Passage given:
»»
Opinion
CRIMINAL NO. 1:17-00195
01-28-2019
MEMORANDUM OPINION AND ORDER
Before the court is defendant Windel Lester's Motion for a Judgment of Acquittal or in the Alternative a New Trial (ECF No. 323) and Supplemental Memorandum in Support of Judgment of Acquittal or in the Alternative a New Trial. ECF No. 396. The government filed a Response to Defendant's Motions for Judgment of Acquittal or in the Alternative a New Trial and a Response to Defendant Windel Lester's Supplemental Memorandum in Support of Judgment of Acquittal or in the Alternative a New Trial. ECF No. 328, 397. For the reasons that follow, the motions are DENIED.
The government argues that the defendant's supplemental memorandum (ECF No. 396) is untimely. However, the court finds that the memorandum does not amount to a separate motion and exercises its discretion to allow the defendant to supplement its timely filed motion (ECF. No 323) with the supplemental memorandum.
I. BACKGROUND
On August 22, 2018, a properly impaneled jury returned verdicts of guilt (ECF No. 317) against defendant on counts 1, 2, 3, 5, 8, 10, 11, 12, 13, 18, 19, 21, 26, 28, 29, 31, and 33. The defendant argues that a judgment of acquittal or a new trial is appropriate because there was insufficient evidence to sustain guilty verdicts on his counts of conviction. ECF No. 323.
II. APPLICABLE LAW
On deciding a motion under Rule 29, the court must view the evidence in the light most favorable to the government and give the government the benefit of all reasonable inferences to be drawn from that evidence. United States v. Bailey, 819 F.3d 92, 95 (4th Cir. 2016); United States v. Lespeir, 725 F.3d 437, 447 (4th Cir. 2013); United States v. Royal, 731 F.3d 333,337 (4th Cir. 2013); United States v. Tresvant, 677 F.2d 1018, 1021 (4th Cir. 1982). The trial court is not permitted to judge the credibility of the witnesses; it must assume that the jury resolved all contradictions in favor of the government. United States v. Romer, 148 F.3d 359, 364 (4th Cir. 1998), cert. denied, 525 U.S. 1141 (1999).
Rule 33 of the Federal Rules of Criminal Procedure allows a trial court to grant a new trial to a defendant upon the defendant's motion "if the interest of justice so requires." Fed. R. Crim. P. 33(a). When a Rule 33 motion attacks the weight of the evidence, a trial court's authority to grant a new trial is "much broader" than when a trial court decides a motion under Rule 29 of the Federal Rules of Criminal Procedure. United States v. Arrington, 757 F.2d 1484, 1485 (4th Cir. 1985). Included within this broader discretion is the ability to weigh the credibility of witnesses. See id. However, despite a trial court's broad discretion when deciding a Rule 33 motion that attacks the weight of the evidence, a trial court should use such discretion "sparingly, and a new trial should be granted only when the evidence weighs heavily against the verdict." Id. at 1486; United States v. Singh, 518 F.3d 236 (4th Cir. 2008) (reversing a district court that granted a new trial under Rule 33 for abuse of discretion where the evidence at trial did not weigh heavily against the verdict).
««
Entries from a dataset
»»
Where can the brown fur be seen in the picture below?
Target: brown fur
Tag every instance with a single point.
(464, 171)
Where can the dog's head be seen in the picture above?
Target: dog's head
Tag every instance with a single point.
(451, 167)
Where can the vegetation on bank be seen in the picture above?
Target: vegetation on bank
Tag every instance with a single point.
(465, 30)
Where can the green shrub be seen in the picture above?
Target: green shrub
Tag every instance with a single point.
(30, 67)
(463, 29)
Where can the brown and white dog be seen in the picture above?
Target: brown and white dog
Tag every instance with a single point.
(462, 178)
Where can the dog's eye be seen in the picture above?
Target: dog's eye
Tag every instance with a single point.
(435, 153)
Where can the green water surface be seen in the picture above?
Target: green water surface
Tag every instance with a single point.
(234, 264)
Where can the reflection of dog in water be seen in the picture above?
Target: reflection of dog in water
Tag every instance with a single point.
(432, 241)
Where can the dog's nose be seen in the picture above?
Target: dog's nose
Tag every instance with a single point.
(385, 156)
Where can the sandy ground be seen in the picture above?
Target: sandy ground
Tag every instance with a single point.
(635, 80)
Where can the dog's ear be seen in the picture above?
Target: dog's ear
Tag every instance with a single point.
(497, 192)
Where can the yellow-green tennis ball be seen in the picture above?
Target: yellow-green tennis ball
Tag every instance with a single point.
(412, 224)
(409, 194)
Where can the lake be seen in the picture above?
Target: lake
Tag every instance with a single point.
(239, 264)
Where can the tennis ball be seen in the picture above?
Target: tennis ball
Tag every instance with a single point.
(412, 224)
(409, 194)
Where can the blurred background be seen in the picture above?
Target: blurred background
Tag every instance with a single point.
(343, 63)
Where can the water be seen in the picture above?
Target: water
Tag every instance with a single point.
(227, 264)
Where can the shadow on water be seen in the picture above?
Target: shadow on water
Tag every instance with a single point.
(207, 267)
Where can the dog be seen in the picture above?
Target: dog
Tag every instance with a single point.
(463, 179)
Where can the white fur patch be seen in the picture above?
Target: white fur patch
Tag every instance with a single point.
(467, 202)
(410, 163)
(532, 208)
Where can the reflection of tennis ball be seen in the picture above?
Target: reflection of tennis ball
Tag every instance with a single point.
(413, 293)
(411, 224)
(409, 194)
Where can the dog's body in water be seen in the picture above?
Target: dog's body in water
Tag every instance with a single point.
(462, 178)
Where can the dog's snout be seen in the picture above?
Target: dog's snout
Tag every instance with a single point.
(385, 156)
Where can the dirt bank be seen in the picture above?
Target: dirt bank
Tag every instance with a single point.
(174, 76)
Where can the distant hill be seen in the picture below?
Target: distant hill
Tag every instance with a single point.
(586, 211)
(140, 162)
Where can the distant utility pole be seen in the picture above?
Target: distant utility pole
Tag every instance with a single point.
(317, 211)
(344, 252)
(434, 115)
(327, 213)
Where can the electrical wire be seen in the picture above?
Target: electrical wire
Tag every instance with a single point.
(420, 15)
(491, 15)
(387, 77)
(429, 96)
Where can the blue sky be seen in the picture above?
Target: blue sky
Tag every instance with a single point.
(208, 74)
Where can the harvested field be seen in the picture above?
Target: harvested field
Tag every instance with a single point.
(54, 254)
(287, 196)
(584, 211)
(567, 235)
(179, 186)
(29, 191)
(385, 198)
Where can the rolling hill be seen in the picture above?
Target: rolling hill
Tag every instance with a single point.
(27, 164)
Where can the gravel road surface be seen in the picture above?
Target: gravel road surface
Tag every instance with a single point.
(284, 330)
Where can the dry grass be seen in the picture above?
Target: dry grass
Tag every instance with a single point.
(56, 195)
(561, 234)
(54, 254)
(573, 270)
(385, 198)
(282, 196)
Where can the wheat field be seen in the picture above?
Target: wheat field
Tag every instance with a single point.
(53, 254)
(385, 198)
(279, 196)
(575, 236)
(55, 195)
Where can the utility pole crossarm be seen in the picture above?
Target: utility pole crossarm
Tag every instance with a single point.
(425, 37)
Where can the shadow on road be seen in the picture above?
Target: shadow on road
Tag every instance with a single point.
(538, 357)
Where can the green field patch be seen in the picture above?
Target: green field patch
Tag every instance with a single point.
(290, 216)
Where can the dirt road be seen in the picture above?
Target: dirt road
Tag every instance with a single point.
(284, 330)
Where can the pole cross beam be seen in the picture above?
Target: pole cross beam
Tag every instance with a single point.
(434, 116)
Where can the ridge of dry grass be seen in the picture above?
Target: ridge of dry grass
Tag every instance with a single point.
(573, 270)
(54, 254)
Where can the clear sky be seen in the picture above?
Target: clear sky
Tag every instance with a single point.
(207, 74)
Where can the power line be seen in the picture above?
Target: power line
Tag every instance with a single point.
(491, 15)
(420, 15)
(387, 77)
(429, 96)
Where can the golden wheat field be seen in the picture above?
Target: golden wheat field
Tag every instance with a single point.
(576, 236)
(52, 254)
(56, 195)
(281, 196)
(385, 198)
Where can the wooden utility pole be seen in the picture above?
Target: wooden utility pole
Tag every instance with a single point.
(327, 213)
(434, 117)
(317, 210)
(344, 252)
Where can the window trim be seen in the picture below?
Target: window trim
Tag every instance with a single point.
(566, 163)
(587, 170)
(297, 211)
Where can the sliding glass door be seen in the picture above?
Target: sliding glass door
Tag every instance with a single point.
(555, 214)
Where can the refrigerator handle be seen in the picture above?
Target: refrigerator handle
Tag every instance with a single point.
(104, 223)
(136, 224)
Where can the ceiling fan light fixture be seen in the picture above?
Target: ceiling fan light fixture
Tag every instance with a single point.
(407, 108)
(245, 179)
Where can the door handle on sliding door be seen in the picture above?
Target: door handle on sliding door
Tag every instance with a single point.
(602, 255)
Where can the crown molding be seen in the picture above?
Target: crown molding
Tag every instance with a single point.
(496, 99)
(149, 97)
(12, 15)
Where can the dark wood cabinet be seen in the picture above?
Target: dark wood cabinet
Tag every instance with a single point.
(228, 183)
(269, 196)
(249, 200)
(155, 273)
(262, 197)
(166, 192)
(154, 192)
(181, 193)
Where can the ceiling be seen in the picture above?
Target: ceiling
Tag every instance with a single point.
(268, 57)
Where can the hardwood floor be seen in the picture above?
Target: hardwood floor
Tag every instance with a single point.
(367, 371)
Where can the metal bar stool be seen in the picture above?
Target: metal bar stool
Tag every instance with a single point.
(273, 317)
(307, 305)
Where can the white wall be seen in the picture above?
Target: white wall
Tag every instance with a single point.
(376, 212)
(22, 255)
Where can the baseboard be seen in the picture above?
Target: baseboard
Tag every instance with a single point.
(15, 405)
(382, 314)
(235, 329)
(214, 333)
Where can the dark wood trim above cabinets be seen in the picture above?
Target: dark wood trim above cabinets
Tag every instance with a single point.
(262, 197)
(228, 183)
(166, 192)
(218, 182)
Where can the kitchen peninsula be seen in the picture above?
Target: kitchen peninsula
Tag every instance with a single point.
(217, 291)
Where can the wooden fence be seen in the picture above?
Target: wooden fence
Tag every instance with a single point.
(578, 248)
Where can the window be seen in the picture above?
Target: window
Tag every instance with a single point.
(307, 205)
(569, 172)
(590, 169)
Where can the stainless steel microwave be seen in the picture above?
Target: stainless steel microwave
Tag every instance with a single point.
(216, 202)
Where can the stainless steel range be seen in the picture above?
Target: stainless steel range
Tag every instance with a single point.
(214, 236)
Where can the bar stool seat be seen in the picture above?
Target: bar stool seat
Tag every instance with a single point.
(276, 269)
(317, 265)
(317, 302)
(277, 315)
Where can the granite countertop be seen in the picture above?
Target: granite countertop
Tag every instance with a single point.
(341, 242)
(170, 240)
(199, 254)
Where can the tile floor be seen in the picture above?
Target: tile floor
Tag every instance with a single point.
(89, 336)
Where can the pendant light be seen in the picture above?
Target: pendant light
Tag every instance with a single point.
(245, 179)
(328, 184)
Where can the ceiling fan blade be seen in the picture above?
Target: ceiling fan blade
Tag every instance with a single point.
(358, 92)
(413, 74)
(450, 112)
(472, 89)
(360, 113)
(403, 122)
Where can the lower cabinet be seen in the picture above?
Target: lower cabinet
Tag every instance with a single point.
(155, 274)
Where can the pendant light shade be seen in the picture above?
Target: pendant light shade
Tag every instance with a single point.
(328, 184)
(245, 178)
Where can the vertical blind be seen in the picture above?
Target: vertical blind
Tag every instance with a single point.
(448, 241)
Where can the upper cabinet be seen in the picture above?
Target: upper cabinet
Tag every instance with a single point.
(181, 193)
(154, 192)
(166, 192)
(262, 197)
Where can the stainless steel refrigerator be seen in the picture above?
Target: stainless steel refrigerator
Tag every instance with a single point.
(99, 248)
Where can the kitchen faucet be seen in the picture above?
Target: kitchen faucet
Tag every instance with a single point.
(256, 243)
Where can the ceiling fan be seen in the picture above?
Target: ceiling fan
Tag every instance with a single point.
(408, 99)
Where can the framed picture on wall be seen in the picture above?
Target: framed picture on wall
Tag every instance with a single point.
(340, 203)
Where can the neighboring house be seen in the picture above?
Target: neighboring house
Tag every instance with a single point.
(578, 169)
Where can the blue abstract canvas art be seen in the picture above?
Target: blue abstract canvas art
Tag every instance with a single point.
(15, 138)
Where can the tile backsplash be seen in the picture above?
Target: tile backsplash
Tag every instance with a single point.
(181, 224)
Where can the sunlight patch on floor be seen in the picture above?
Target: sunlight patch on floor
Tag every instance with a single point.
««
What this exercise asks:
A. Translate this sentence from the opinion into Spanish: "The trial court is not permitted to judge the credibility of the witnesses; it must assume that the jury resolved all contradictions in favor of the government."
B. According to the opinion, on what date did the jury return its guilty verdicts against the defendant?

In response:
A. El tribunal de primera instancia no está facultado para juzgar la credibilidad de los testigos; debe suponer que el jurado resolvió todas las contradicciones a favor del gobierno.

B. August 22, 2018.